Exercise requirements: Reproduce everything from the line containing "[outline] tinted window" down to the end of the data, swapping "top-left corner" for "upper-left corner" and leaving all else as it stands.

Records for this task:
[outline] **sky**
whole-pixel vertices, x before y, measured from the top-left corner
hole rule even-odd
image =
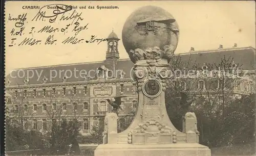
[[[101,42],[74,45],[61,44],[68,36],[65,35],[34,33],[29,32],[32,27],[39,30],[45,25],[65,28],[66,21],[50,23],[47,21],[31,21],[38,12],[37,9],[25,10],[23,6],[39,6],[40,8],[54,2],[8,2],[6,6],[6,72],[13,69],[50,66],[87,62],[100,61],[105,58],[107,43]],[[56,3],[56,2],[55,2]],[[60,2],[58,4],[87,7],[86,9],[77,9],[82,12],[83,20],[80,25],[87,23],[88,30],[81,31],[78,38],[89,40],[91,35],[105,38],[113,30],[121,39],[119,42],[120,59],[129,58],[122,43],[122,30],[126,18],[135,10],[147,5],[161,7],[169,12],[179,25],[180,36],[176,54],[187,53],[191,47],[195,50],[217,49],[220,44],[224,48],[232,47],[234,43],[238,47],[255,47],[255,10],[254,1],[102,1]],[[89,9],[88,7],[117,6],[118,9]],[[20,42],[25,37],[41,40],[40,45],[8,46],[14,37],[10,32],[15,22],[8,20],[11,17],[27,13],[24,34],[17,36],[16,42]],[[15,29],[17,29],[16,28]],[[44,45],[49,35],[54,35],[57,44]]]

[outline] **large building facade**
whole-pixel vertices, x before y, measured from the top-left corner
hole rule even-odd
[[[7,111],[23,112],[27,128],[47,131],[51,117],[77,117],[81,132],[90,133],[92,125],[104,122],[112,109],[106,98],[123,94],[120,116],[136,110],[137,94],[133,80],[134,64],[130,59],[119,59],[119,39],[112,32],[106,39],[106,59],[103,61],[17,69],[6,79]],[[181,59],[196,61],[199,66],[216,63],[230,56],[236,64],[242,65],[244,81],[236,87],[237,94],[254,92],[255,51],[252,47],[219,48],[195,51],[180,55]],[[33,77],[30,73],[34,73]],[[38,77],[35,73],[41,73]],[[246,79],[245,79],[246,78]],[[203,84],[203,88],[204,85]],[[195,87],[197,88],[197,87]],[[199,84],[198,88],[201,87]]]

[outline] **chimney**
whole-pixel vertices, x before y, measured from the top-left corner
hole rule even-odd
[[[195,48],[194,47],[191,47],[190,48],[190,50],[189,50],[189,51],[195,51]]]

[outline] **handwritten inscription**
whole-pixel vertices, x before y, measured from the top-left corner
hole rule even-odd
[[[8,26],[13,27],[10,32],[7,32],[12,37],[9,46],[99,44],[106,41],[90,33],[91,25],[86,21],[86,15],[77,8],[77,6],[50,4],[33,8],[38,10],[34,14],[30,12],[9,14]],[[86,8],[84,6],[84,9]],[[83,33],[82,36],[78,36],[82,32],[86,35]]]

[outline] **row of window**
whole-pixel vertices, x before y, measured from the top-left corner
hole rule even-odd
[[[43,96],[46,96],[46,89],[42,89],[42,91],[43,91]],[[66,95],[66,88],[62,88],[62,92],[63,92],[63,94],[64,95]],[[76,87],[73,87],[73,94],[74,95],[76,95],[76,93],[77,93],[77,89],[76,89]],[[16,98],[18,97],[18,91],[17,90],[15,90],[15,96]],[[87,95],[87,87],[84,87],[84,93],[85,95]],[[25,90],[24,91],[24,97],[27,97],[27,90]],[[52,94],[54,96],[54,95],[56,95],[56,89],[55,88],[53,88],[52,89]],[[33,90],[33,96],[34,97],[36,97],[36,89],[34,89]]]
[[[102,101],[100,102],[100,107],[99,107],[99,111],[100,112],[105,112],[106,111],[107,107],[106,107],[106,101]],[[124,101],[121,101],[121,105],[120,106],[123,110],[125,110],[124,108]],[[137,108],[137,101],[135,100],[133,100],[133,108]]]
[[[77,103],[74,102],[73,103],[73,106],[74,107],[74,110],[76,110],[77,109]],[[42,111],[46,111],[47,110],[47,105],[46,103],[43,103],[42,105]],[[67,103],[63,103],[61,106],[62,106],[61,109],[62,109],[62,110],[66,111],[67,110]],[[36,104],[34,104],[33,105],[33,107],[34,111],[37,111],[37,105]],[[56,103],[53,103],[52,107],[53,107],[53,109],[54,110],[57,110],[57,106],[56,106]],[[88,110],[89,109],[89,105],[88,103],[87,102],[83,102],[83,109]],[[17,112],[18,110],[18,107],[17,105],[14,106],[14,110],[15,112]],[[26,111],[26,112],[28,111],[27,105],[24,105],[24,111]]]
[[[84,110],[88,110],[89,109],[89,105],[88,102],[83,102],[83,109]],[[74,107],[74,109],[75,110],[76,110],[77,109],[77,103],[74,102],[73,103],[73,106]],[[106,111],[106,107],[107,105],[105,101],[102,101],[100,102],[100,111],[101,112],[105,112]],[[34,111],[37,111],[37,105],[36,104],[34,104],[33,105],[33,110]],[[62,110],[63,111],[67,110],[67,103],[63,103],[61,106]],[[121,108],[123,109],[124,110],[124,101],[122,101],[121,102],[121,105],[120,105]],[[42,105],[42,111],[46,111],[47,110],[47,105],[46,103],[43,103]],[[133,108],[137,108],[137,101],[135,100],[133,100]],[[52,109],[53,110],[57,110],[57,106],[56,103],[53,103],[52,104]],[[15,112],[17,112],[18,110],[18,106],[17,105],[15,105],[14,106],[14,110]],[[28,105],[24,105],[24,111],[25,112],[27,112],[28,111]]]
[[[186,90],[187,88],[188,89],[189,87],[191,87],[191,86],[189,86],[189,85],[191,85],[191,82],[176,82],[176,83],[179,85],[180,87],[182,88],[183,90]],[[193,83],[193,82],[192,82],[192,83]],[[219,87],[221,85],[222,85],[222,84],[224,84],[225,85],[225,87],[228,87],[228,86],[231,86],[232,83],[234,83],[234,82],[226,83],[224,80],[224,82],[220,83],[219,81],[216,81],[208,82],[208,84],[207,84],[207,82],[205,82],[203,80],[201,80],[195,83],[196,85],[196,87],[197,88],[197,89],[205,89],[206,87],[210,87],[210,86],[210,86],[210,88],[212,88],[212,89],[219,88]],[[253,91],[254,88],[254,85],[252,82],[247,83],[245,85],[244,82],[243,81],[241,81],[240,84],[237,87],[240,87],[240,90],[241,90],[247,91]]]
[[[53,121],[53,124],[56,123],[56,120],[54,119]],[[83,122],[83,129],[84,130],[88,130],[89,129],[89,121],[88,119],[84,119]],[[29,129],[29,122],[27,120],[24,121],[24,128],[26,129]],[[36,119],[33,120],[32,128],[34,129],[37,129],[37,120]],[[47,121],[46,119],[42,120],[42,127],[44,131],[47,131]]]

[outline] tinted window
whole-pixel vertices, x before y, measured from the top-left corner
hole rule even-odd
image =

Answer for this exercise:
[outline] tinted window
whole-pixel vertices, x before y, measured from the upper-left corner
hole rule even-odd
image =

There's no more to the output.